**What you are asked to do**
Without skipping anything, write out each record below exactly.

**Records supplied**

****************

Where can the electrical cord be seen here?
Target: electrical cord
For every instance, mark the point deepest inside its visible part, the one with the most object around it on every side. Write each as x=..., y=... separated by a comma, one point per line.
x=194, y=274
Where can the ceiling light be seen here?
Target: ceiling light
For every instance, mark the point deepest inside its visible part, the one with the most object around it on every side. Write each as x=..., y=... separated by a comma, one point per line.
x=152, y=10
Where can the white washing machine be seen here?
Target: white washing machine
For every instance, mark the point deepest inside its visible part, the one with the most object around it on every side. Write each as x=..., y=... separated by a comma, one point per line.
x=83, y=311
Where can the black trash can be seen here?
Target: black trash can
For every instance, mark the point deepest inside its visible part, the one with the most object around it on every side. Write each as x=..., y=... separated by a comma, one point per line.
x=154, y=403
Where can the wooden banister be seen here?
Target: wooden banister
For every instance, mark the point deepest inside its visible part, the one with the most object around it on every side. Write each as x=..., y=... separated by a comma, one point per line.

****************

**Exercise output**
Where can the electrical cord be seen here?
Target: electrical cord
For every instance, mark the point deepest inside its visible part, the one with the most object around it on every side. Write each as x=..., y=... separated by a comma, one point per line.
x=194, y=274
Where can the ceiling light be seen here?
Target: ceiling light
For every instance, mark the point deepest inside its visible part, the one with the most object around it on every side. Write each as x=..., y=... separated by a comma, one point per line.
x=152, y=10
Where can the white washing machine be seen here?
Target: white washing machine
For every instance, mark the point deepest inside its visible part, the one with the most object around it on every side. Write each as x=..., y=... separated by a comma, one point per line.
x=83, y=311
Where can the black trash can be seen here?
Target: black trash can
For every instance, mark the point deepest inside its visible part, the one with the most object around it on every side. Write each as x=..., y=... separated by a comma, one point per line.
x=154, y=403
Where can the wooden banister be seen here?
Target: wooden banister
For every instance, mark the point deepest inside its visible part, the one with the most object around it on every side. Write each as x=..., y=... separated by a comma, one point per line.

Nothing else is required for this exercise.